*Consignes*
- A) Selon l'extrait proposé, combien d'allocataires les Caisses d'allocations familiales servent-elles ?
- B) Traduisez en anglais cette phrase de l'extrait proposé : « Sur fond de consensus politique, et forte du soutien de l'opinion publique, la chasse aux fraudes à la prestation sociale est ouverte. »
- C) Restituez mot pour mot le passage de l'extrait proposé qui commence à « Au fil des ans, des progrès du big data et » et se termine à « des droits. (...) ».

Au fil des ans, des progrès du big data et des croisements de fichiers, les Caisses d’allocations familiales et les départements intensifient leur chasse aux fraudeurs, parfois jusqu’à l’acharnement.
Sur fond de consensus politique, et forte du soutien de l’opinion publique, la chasse aux fraudes à la prestation sociale est ouverte. Les Caisses d’allocations familiales (CAF), qui toutes prestations confondues (allocations familiales, aides au logement, allocation aux adultes handicapés…) distribuent quelque 95 milliards d’euros à 13,5 millions d’allocataires sont en première ligne. Au fil des ans, des progrès du big data, et des interconnexions de fichiers, elles intensifient et affinent les contrôles – parfois jusqu’à l’acharnement, comme le dénoncent plusieurs associations telles qu’ATD Quart Monde, le Secours catholique, Aequitaz, et jusqu’au Défenseur des droits. (...)

*Données brutes*
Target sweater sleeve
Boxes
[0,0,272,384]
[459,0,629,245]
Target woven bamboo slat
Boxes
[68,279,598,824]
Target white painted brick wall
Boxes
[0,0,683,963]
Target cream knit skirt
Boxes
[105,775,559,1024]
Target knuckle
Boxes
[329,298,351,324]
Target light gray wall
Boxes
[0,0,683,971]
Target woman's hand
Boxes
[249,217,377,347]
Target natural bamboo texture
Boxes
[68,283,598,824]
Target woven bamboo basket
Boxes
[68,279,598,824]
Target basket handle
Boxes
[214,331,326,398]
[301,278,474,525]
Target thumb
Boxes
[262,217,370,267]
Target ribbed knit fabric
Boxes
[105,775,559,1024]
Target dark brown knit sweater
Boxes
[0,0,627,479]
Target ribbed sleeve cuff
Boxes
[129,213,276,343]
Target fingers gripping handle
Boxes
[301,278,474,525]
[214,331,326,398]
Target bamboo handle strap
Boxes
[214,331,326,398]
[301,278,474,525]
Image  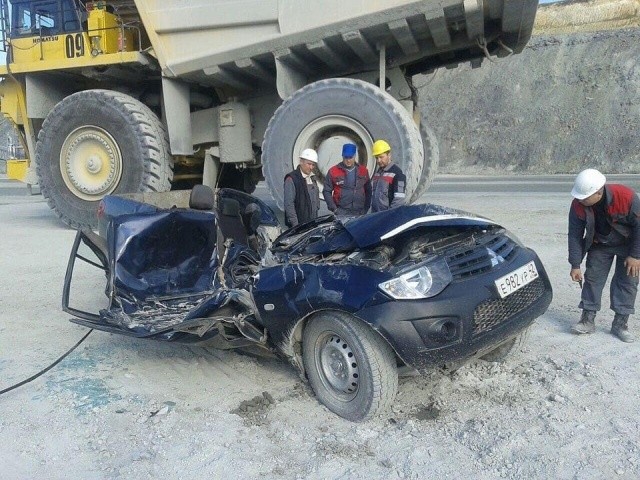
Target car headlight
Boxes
[378,258,452,300]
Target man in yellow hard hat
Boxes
[371,140,407,212]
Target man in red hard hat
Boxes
[322,143,371,216]
[568,168,640,342]
[371,140,407,212]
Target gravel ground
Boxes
[0,188,640,480]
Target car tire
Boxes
[480,335,524,363]
[302,312,398,421]
[262,78,425,209]
[36,90,173,228]
[409,121,440,203]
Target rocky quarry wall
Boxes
[414,0,640,174]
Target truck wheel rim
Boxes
[291,115,375,186]
[317,332,360,401]
[60,126,122,201]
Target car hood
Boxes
[341,203,496,248]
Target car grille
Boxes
[473,278,544,336]
[447,234,518,280]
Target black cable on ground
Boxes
[0,328,93,395]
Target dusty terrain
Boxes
[0,181,640,480]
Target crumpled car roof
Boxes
[341,203,496,248]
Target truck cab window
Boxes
[11,0,80,37]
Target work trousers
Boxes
[580,244,638,315]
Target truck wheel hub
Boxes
[60,126,122,201]
[293,115,375,186]
[320,335,359,394]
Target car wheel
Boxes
[262,78,430,209]
[36,90,173,228]
[480,335,522,363]
[302,312,398,421]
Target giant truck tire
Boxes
[262,78,424,209]
[409,121,440,203]
[36,90,173,228]
[302,311,398,422]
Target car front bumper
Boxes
[355,248,553,372]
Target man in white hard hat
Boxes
[284,148,320,227]
[568,168,640,342]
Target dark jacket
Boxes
[568,184,640,268]
[322,162,371,215]
[371,163,406,212]
[284,167,320,227]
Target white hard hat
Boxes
[300,148,318,163]
[571,168,607,200]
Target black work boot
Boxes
[571,310,596,334]
[611,313,635,343]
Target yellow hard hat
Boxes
[371,140,391,157]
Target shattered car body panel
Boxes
[63,189,552,416]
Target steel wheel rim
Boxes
[60,126,122,201]
[291,115,375,189]
[316,331,360,402]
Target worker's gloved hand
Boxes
[569,268,582,282]
[624,257,640,277]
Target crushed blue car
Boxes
[62,185,552,421]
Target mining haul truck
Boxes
[0,0,538,228]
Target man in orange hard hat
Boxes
[371,140,407,212]
[568,168,640,342]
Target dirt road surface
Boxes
[0,177,640,480]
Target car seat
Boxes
[218,197,247,245]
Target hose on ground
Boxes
[0,328,93,395]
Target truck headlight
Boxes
[378,258,452,300]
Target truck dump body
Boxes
[135,0,537,89]
[0,0,537,227]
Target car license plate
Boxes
[495,262,539,298]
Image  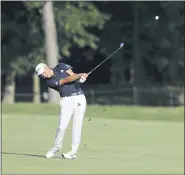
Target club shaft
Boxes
[88,47,121,75]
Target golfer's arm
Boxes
[59,74,80,86]
[66,69,75,75]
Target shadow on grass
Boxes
[1,152,61,159]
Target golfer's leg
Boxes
[54,97,74,149]
[72,95,86,154]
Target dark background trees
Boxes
[1,1,184,102]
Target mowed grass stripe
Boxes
[2,103,184,122]
[2,114,184,174]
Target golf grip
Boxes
[88,47,121,75]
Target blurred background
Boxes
[1,1,185,106]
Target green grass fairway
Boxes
[2,104,184,174]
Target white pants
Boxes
[54,95,86,153]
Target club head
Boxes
[120,43,124,48]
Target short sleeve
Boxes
[59,63,72,72]
[47,79,59,88]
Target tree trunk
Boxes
[110,52,126,85]
[133,2,147,86]
[33,73,40,104]
[3,72,15,104]
[43,1,59,103]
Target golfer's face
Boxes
[42,67,52,78]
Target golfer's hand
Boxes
[78,73,88,83]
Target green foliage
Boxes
[55,1,109,56]
[2,1,109,75]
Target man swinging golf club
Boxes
[35,63,88,159]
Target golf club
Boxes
[88,43,124,75]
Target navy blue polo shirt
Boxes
[46,63,82,97]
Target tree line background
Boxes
[1,1,184,103]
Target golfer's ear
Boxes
[66,69,75,75]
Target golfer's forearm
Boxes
[60,74,80,85]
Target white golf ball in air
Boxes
[120,43,124,47]
[155,16,159,20]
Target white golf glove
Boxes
[78,77,86,83]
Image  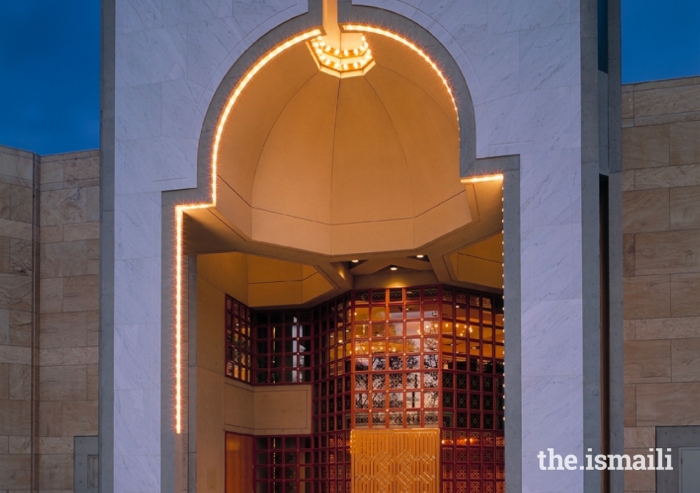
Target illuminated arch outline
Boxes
[175,24,459,434]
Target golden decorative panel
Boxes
[350,429,440,493]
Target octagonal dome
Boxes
[217,29,471,255]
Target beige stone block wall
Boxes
[36,151,100,492]
[622,78,700,493]
[0,147,36,492]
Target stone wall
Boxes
[622,78,700,492]
[0,147,36,492]
[37,151,100,491]
[0,147,99,492]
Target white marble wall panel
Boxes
[113,0,306,492]
[114,0,583,493]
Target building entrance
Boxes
[350,430,440,493]
[225,285,504,493]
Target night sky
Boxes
[0,0,700,155]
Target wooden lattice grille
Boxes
[350,429,440,493]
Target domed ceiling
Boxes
[217,28,471,255]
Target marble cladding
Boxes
[0,147,99,491]
[622,78,700,492]
[0,147,36,491]
[109,0,588,493]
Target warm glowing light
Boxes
[343,24,459,118]
[308,33,374,78]
[175,29,321,434]
[462,173,503,183]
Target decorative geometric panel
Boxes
[350,429,440,493]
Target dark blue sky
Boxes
[0,0,700,154]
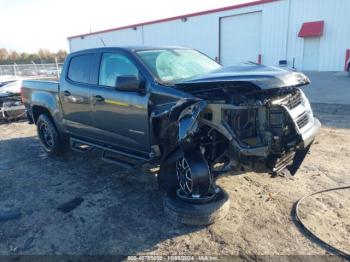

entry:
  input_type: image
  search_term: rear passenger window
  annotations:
[68,54,94,84]
[99,53,139,87]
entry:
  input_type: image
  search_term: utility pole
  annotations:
[55,56,60,79]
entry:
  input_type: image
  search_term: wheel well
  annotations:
[32,106,53,123]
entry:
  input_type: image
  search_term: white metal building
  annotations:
[68,0,350,71]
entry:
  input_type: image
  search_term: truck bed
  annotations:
[22,80,58,92]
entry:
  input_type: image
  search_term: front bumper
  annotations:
[301,118,321,148]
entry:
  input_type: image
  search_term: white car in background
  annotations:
[0,80,22,94]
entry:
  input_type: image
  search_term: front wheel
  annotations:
[36,114,69,156]
[158,151,213,200]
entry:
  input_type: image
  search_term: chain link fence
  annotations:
[0,63,63,78]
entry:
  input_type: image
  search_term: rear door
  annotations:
[59,53,98,137]
[91,51,150,154]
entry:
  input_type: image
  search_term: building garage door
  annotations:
[220,12,262,66]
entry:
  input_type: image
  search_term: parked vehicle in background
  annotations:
[0,80,22,94]
[22,47,320,224]
[0,80,25,121]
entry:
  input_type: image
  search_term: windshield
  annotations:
[136,49,221,83]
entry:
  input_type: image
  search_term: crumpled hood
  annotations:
[176,63,310,90]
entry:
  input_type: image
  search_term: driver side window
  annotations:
[98,53,139,87]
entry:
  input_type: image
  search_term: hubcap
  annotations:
[176,157,193,195]
[40,124,54,149]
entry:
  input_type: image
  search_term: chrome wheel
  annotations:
[176,157,193,195]
[39,124,54,149]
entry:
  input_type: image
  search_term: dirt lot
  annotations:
[0,105,350,255]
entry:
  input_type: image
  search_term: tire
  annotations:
[163,187,230,226]
[157,163,179,192]
[158,151,212,196]
[36,114,69,156]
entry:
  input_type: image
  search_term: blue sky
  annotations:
[0,0,253,52]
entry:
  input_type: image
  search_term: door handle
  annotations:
[63,90,71,96]
[94,95,105,102]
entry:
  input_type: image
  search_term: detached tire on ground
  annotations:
[36,114,69,156]
[163,188,230,226]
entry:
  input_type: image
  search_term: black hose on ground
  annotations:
[295,186,350,261]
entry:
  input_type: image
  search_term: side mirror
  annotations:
[115,75,142,92]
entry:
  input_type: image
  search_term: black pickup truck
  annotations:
[22,47,321,223]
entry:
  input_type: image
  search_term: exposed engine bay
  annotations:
[154,71,320,178]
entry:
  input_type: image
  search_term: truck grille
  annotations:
[296,112,309,129]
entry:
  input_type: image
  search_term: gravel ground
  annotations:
[0,105,350,260]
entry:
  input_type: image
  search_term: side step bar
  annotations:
[70,138,149,170]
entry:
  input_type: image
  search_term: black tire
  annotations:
[36,114,69,156]
[158,151,212,196]
[163,188,230,226]
[157,163,179,192]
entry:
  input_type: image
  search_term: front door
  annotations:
[59,53,98,137]
[91,52,150,154]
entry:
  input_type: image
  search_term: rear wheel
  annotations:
[163,187,230,226]
[36,114,69,156]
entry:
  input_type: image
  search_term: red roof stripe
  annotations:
[298,21,324,37]
[67,0,280,40]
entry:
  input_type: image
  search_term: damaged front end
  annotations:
[154,66,321,179]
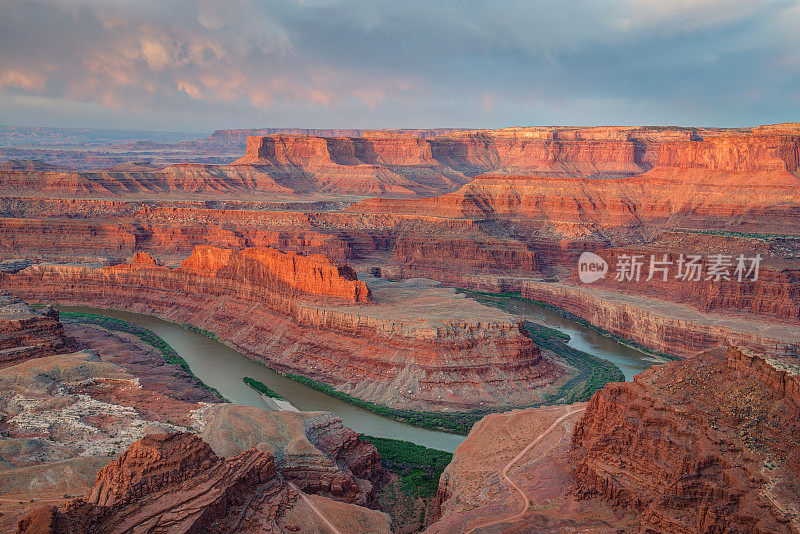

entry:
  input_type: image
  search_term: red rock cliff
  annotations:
[572,349,800,533]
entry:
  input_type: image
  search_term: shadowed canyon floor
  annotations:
[0,124,800,533]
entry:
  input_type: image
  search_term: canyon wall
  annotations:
[2,247,570,410]
[572,348,800,533]
[522,282,800,356]
[0,291,65,367]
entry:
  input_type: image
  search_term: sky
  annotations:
[0,0,800,132]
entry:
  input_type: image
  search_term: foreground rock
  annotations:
[17,433,389,534]
[572,348,800,532]
[428,348,800,534]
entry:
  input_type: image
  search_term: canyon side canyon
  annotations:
[0,123,800,534]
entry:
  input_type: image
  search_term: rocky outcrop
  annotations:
[17,433,279,534]
[17,433,389,534]
[197,404,388,505]
[0,291,64,367]
[572,349,800,533]
[426,347,800,534]
[2,248,570,410]
[522,282,800,356]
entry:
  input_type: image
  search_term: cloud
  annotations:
[0,0,800,130]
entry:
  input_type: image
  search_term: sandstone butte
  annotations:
[2,247,564,410]
[426,347,800,534]
[0,124,800,398]
[0,124,800,533]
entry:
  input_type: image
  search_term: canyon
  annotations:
[426,347,800,533]
[0,123,800,533]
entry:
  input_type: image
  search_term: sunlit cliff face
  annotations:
[0,0,800,130]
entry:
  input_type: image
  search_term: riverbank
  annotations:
[456,288,682,361]
[59,311,229,402]
[54,302,625,436]
[57,305,468,452]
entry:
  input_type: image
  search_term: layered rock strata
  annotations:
[3,247,569,409]
[572,348,800,533]
[0,291,64,367]
[522,282,800,357]
[426,347,800,534]
[17,433,389,534]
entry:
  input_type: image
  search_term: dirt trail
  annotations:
[466,407,586,534]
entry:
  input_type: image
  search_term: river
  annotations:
[59,296,657,452]
[460,293,665,382]
[58,306,464,452]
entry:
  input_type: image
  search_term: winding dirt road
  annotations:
[466,407,586,534]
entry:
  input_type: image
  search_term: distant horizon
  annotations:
[0,119,800,136]
[0,0,800,132]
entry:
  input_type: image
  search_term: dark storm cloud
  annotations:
[0,0,800,130]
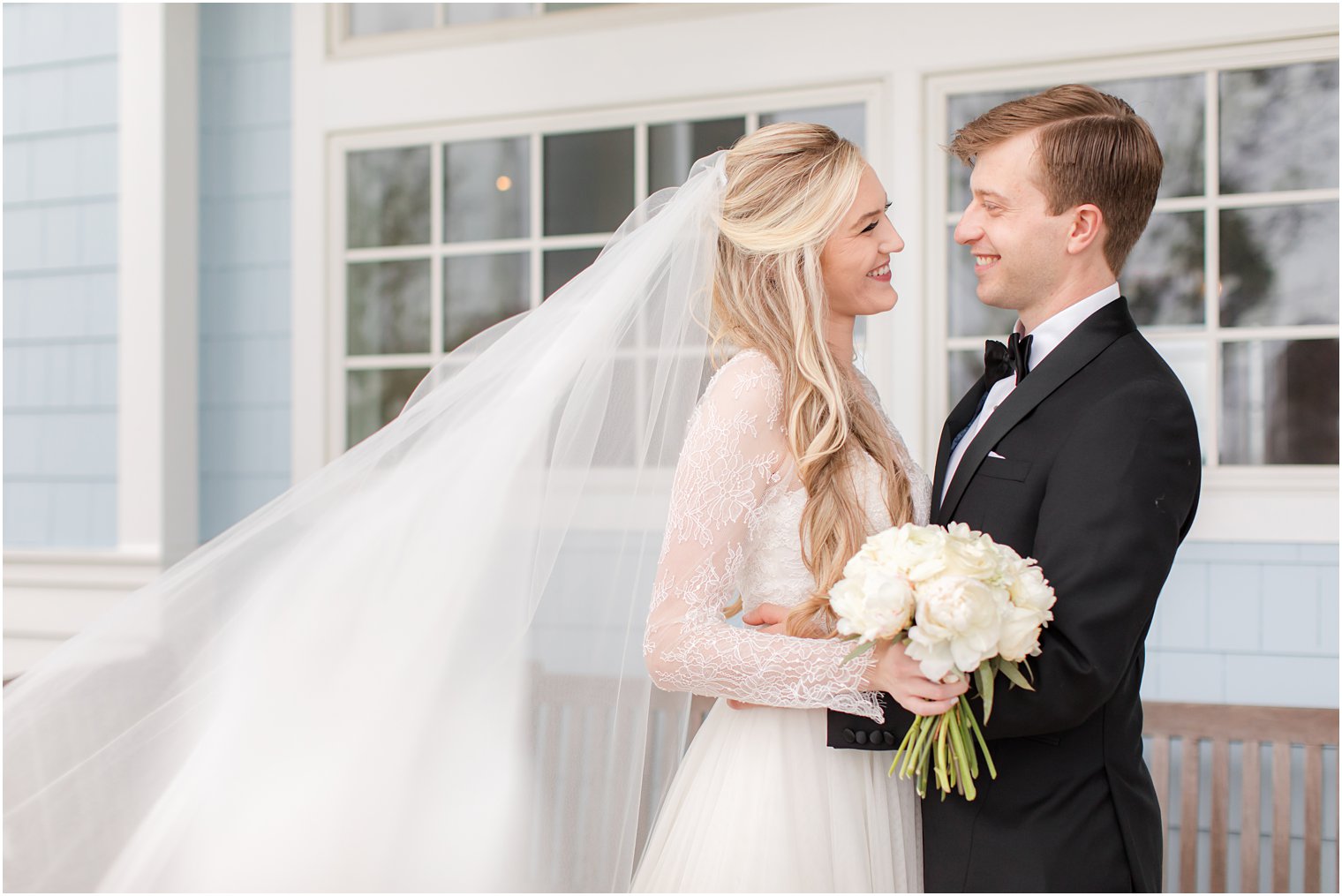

*Corrigé*
- A) Elles servent 13,5 millions d'allocataires.

- B) Against a backdrop of political consensus, and bolstered by public support, the hunt for social benefit fraud is on.

- C)
Au fil des ans, des progrès du big data et des croisements de fichiers, les Caisses d’allocations familiales et les départements intensifient leur chasse aux fraudeurs, parfois jusqu’à l’acharnement.
Sur fond de consensus politique, et forte du soutien de l’opinion publique, la chasse aux fraudes à la prestation sociale est ouverte. Les Caisses d’allocations familiales (CAF), qui toutes prestations confondues (allocations familiales, aides au logement, allocation aux adultes handicapés…) distribuent quelque 95 milliards d’euros à 13,5 millions d’allocataires sont en première ligne. Au fil des ans, des progrès du big data, et des interconnexions de fichiers, elles intensifient et affinent les contrôles – parfois jusqu’à l’acharnement, comme le dénoncent plusieurs associations telles qu’ATD Quart Monde, le Secours catholique, Aequitaz, et jusqu’au Défenseur des droits. (...)